**OBJECTIVE**
Please set out all the entries below as a numbered list, leaving out any blank lines.

Extracted entries:
* begin *

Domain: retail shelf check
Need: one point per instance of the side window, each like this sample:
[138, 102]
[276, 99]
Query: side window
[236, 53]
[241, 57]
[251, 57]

* end *

**ANSWER FOR THE TASK**
1. Domain: retail shelf check
2. Need: one point per instance of the side window, each like this sample:
3. [138, 102]
4. [276, 99]
5. Query: side window
6. [236, 53]
7. [241, 57]
8. [251, 57]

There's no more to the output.